**Extrait choisi**

-------------------------

Le couronnement de Marie ne peut donc se comprendre en-dehors de sa glorification, de son assomption dans la gloire de son Fils ressuscité, assomption qui se comprend ellemême dans la logique de la conception immaculée de la vierge. C’est bien la grâce de Dieu qui est première, non pas les manifestations triomphantes, à la manière humaine, même si celles-ci peuvent aider à l’expression de notre foi. Marie est reine, parce qu’elle donne naissance au roi de gloire, et parce qu’elle partage déjà son règne éternel. Marie est reine parce qu’elle pleinement les béatitudes, éternellement bienheureuse parce qu’elle a cru aux paroles qui lui furent dites de la part du Seigneur, bienheureuse parce qu’elle a cru en la promesse accomplie.

-------------------------

**Données**
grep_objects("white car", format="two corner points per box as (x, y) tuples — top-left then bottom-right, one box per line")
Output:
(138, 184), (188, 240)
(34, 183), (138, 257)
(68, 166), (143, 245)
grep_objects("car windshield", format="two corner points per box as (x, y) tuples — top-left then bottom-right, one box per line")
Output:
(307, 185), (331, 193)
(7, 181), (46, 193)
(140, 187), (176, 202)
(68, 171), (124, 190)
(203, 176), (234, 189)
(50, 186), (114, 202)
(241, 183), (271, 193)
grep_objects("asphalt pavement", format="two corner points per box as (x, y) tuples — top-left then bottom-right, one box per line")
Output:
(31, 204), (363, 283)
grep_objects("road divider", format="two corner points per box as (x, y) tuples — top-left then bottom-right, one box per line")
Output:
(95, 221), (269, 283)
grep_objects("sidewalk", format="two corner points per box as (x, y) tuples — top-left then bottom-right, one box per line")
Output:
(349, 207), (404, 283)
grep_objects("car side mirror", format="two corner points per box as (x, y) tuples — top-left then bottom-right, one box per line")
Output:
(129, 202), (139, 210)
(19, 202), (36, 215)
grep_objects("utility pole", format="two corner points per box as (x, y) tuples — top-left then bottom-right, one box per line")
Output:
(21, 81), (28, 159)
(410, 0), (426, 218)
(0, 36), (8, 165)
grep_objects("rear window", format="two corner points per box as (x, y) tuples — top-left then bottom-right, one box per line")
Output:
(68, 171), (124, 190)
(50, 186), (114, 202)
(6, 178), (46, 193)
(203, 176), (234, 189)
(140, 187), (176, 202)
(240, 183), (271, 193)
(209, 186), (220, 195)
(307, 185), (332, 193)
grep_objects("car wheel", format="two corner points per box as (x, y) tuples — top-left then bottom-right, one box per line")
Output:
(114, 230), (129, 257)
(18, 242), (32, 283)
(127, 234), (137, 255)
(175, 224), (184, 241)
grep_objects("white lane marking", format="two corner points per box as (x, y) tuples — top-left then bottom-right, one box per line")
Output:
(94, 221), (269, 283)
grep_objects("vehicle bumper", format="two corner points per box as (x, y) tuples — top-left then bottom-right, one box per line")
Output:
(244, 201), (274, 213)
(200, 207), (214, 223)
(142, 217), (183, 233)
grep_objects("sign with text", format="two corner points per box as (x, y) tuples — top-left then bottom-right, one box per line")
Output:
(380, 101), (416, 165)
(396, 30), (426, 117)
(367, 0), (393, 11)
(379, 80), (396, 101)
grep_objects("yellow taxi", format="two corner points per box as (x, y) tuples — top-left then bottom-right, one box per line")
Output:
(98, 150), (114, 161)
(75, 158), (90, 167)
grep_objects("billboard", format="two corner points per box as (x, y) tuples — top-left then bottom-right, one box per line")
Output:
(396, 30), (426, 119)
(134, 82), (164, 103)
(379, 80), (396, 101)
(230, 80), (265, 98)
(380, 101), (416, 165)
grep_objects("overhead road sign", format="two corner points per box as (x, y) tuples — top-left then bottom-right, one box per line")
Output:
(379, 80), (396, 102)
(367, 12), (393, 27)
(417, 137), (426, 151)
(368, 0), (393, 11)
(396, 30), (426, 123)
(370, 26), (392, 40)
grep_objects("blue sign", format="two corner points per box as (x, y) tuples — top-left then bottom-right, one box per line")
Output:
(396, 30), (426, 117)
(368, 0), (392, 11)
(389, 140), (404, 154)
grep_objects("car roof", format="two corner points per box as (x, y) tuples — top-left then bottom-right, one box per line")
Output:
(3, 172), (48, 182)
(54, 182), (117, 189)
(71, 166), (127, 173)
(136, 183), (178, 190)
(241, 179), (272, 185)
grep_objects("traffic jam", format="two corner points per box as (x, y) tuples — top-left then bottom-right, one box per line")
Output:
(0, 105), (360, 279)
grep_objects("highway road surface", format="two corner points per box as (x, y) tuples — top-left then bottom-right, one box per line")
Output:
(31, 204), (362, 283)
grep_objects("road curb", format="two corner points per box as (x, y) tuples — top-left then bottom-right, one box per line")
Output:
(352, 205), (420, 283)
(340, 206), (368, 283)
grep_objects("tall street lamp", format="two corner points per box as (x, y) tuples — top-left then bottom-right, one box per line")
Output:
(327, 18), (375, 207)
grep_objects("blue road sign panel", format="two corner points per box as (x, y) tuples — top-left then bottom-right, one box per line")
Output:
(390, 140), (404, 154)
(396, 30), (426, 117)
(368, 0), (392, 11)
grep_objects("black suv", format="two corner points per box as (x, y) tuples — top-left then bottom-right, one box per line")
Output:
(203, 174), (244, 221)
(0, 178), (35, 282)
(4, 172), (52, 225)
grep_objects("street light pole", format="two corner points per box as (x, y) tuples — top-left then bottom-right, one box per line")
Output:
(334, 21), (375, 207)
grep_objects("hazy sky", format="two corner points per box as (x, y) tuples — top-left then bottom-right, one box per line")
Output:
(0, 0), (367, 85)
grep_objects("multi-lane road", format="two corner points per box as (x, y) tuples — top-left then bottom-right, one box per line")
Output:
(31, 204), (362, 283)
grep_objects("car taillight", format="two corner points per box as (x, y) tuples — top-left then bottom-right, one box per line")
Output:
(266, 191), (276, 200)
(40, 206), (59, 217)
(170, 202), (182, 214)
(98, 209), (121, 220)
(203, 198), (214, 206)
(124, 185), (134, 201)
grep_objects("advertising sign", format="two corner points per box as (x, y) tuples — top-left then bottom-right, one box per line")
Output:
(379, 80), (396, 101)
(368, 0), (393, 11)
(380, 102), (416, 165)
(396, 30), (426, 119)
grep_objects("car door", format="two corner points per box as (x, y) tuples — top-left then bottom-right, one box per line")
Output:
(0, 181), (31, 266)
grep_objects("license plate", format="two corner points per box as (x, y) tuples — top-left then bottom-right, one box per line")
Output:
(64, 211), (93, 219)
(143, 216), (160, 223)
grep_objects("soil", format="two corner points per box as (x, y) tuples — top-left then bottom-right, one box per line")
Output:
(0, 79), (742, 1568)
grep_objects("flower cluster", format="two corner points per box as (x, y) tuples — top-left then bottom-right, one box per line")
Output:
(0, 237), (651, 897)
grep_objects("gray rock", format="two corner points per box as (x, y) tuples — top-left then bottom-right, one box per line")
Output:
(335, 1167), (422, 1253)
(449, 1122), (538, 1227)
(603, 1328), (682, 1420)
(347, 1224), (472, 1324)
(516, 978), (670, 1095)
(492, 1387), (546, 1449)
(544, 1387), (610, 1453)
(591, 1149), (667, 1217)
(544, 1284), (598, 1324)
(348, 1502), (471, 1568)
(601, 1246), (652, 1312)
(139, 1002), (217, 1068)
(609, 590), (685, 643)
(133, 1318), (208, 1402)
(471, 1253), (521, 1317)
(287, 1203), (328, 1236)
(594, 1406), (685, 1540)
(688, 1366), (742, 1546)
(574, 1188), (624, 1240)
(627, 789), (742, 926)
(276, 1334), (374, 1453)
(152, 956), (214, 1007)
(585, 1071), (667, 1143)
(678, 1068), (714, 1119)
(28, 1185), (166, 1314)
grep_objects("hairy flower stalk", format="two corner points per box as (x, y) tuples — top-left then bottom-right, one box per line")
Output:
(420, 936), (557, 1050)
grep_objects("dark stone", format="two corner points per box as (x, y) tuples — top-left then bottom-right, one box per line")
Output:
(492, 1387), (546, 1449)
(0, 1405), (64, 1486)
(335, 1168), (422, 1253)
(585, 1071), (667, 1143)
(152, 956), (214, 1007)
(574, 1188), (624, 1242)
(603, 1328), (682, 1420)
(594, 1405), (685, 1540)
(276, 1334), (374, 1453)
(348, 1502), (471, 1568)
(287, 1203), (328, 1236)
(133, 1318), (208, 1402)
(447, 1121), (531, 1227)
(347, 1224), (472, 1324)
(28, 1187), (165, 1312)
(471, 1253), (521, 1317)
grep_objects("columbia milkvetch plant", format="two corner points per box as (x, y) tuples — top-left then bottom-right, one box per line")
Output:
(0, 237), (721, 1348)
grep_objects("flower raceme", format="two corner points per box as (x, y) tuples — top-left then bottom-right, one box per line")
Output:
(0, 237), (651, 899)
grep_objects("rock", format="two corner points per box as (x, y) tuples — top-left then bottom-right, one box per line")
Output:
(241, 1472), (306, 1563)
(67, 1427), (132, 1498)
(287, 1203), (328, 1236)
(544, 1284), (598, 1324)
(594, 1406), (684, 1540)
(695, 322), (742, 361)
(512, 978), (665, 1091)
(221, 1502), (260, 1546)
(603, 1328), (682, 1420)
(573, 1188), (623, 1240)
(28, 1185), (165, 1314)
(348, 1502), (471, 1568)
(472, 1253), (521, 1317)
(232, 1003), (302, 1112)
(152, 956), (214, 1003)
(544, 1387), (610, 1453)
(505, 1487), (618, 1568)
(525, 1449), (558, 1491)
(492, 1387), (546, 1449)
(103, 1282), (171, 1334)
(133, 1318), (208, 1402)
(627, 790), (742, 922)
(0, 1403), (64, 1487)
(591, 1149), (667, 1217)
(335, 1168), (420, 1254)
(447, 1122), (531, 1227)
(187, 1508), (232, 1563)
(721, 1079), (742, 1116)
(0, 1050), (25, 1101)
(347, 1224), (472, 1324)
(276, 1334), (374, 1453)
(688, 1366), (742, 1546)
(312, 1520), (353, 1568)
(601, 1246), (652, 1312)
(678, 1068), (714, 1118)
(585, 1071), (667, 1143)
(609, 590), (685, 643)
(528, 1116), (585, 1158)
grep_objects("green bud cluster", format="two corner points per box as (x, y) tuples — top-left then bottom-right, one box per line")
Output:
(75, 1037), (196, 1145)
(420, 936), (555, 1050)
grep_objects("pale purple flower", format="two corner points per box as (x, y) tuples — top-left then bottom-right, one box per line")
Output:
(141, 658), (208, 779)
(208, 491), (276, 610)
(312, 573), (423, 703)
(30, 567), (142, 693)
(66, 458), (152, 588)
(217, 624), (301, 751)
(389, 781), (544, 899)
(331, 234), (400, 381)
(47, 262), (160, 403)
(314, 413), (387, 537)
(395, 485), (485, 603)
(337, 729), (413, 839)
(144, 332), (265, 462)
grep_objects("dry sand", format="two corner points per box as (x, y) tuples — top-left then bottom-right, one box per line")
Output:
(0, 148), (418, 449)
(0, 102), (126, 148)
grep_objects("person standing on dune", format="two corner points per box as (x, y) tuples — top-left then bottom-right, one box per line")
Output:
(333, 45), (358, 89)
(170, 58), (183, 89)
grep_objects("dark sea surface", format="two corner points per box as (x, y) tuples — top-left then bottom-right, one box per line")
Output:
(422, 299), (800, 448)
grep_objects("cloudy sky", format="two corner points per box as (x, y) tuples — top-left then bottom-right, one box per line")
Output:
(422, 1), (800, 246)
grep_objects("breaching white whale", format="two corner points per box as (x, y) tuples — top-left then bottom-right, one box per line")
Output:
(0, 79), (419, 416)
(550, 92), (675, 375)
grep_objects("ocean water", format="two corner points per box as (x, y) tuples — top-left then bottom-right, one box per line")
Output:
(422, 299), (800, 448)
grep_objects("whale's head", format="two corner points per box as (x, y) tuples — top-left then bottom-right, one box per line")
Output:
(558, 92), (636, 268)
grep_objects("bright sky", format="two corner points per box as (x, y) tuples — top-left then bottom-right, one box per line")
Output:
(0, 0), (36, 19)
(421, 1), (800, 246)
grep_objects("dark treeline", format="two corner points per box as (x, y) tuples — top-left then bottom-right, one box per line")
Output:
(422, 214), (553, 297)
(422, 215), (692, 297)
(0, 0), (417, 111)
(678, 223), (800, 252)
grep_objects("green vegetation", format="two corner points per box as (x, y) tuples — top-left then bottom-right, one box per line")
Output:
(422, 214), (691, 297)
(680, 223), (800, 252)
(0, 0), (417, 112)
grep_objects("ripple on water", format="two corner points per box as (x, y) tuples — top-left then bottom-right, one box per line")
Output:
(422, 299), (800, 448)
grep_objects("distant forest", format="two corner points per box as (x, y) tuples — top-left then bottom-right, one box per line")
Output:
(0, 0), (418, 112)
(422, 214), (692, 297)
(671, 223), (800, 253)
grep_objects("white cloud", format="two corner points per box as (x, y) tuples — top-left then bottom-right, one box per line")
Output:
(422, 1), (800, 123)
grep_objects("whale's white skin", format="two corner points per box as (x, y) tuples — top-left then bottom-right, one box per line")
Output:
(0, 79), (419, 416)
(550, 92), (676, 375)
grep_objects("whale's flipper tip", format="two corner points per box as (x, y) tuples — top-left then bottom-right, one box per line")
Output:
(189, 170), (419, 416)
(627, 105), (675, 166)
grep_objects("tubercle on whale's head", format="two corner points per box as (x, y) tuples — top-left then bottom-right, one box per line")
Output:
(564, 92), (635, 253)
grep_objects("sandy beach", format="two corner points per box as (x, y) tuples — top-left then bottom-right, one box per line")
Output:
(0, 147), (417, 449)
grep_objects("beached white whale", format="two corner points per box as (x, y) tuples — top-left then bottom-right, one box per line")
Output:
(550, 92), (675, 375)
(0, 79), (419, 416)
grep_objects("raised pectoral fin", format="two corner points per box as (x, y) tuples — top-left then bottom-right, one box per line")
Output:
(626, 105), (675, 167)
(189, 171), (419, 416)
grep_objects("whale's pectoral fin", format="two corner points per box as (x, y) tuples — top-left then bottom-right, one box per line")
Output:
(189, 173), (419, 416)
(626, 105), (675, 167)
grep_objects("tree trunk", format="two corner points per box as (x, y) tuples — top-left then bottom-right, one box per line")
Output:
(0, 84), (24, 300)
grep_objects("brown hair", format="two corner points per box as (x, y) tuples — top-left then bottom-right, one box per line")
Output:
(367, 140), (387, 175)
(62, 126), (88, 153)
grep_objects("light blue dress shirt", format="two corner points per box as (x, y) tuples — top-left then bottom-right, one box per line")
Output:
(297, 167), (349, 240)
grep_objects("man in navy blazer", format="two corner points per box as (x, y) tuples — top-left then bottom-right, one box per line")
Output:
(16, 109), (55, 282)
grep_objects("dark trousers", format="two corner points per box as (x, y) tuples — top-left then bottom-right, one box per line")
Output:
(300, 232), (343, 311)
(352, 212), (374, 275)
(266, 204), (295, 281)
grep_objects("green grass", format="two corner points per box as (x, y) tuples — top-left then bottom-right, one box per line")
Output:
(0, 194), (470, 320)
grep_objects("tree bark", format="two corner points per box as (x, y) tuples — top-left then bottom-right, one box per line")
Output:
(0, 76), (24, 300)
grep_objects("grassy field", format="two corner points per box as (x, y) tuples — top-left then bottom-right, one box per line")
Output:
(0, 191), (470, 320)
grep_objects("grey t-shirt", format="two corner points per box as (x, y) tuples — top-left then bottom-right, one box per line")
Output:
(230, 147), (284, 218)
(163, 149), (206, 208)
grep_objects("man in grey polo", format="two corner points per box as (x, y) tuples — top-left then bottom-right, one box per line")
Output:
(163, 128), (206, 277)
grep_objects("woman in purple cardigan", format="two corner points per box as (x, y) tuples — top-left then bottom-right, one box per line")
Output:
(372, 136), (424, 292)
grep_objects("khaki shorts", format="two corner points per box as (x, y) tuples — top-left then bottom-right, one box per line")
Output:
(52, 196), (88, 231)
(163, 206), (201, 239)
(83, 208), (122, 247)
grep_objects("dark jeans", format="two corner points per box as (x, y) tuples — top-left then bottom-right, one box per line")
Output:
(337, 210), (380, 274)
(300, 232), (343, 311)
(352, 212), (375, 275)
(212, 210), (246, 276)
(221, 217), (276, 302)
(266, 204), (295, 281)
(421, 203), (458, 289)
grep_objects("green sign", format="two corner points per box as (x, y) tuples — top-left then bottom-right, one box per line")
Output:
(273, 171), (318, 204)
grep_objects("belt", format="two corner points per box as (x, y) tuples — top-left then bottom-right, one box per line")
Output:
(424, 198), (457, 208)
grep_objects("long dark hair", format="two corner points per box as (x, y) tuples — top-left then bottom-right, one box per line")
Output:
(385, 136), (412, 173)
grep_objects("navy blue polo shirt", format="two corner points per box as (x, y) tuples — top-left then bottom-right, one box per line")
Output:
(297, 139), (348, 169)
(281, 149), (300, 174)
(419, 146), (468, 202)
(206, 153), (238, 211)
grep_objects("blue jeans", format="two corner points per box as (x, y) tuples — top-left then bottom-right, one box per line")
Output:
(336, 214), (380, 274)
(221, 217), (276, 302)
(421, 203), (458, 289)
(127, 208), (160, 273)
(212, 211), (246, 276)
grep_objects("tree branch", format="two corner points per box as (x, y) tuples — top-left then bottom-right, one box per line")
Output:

-------------------------

**Travail demandé**
a) Répondez à ces questions sur l'extrait consacré au couronnement de Marie :
(i) D'après l'extrait, qu'est-ce qui est premier, avant les manifestations triomphantes ?
(ii) Dans quelle logique l'assomption se comprend-elle ?
(iii) Quelles deux raisons donne la phrase commençant par « Marie est reine, parce qu’elle donne » ?
b) Recopiez sans rien changer la partie de l'extrait sur le couronnement de Marie située entre « Le couronnement de » et « la promesse accomplie. », ces deux bornes comprises.
Les lignes n'ont aucun rôle dans ce travail.

**Corrigé des exercices**
a)
(i) La grâce de Dieu.
(ii) Dans la logique de la conception immaculée de la vierge.
(iii) Elle donne naissance au roi de gloire, et elle partage déjà son règne éternel.

b)
Le couronnement de Marie ne peut donc se comprendre en-dehors de sa glorification, de son assomption dans la gloire de son Fils ressuscité, assomption qui se comprend ellemême dans la logique de la conception immaculée de la vierge. C’est bien la grâce de Dieu qui est première, non pas les manifestations triomphantes, à la manière humaine, même si celles-ci peuvent aider à l’expression de notre foi. Marie est reine, parce qu’elle donne naissance au roi de gloire, et parce qu’elle partage déjà son règne éternel. Marie est reine parce qu’elle pleinement les béatitudes, éternellement bienheureuse parce qu’elle a cru aux paroles qui lui furent dites de la part du Seigneur, bienheureuse parce qu’elle a cru en la promesse accomplie.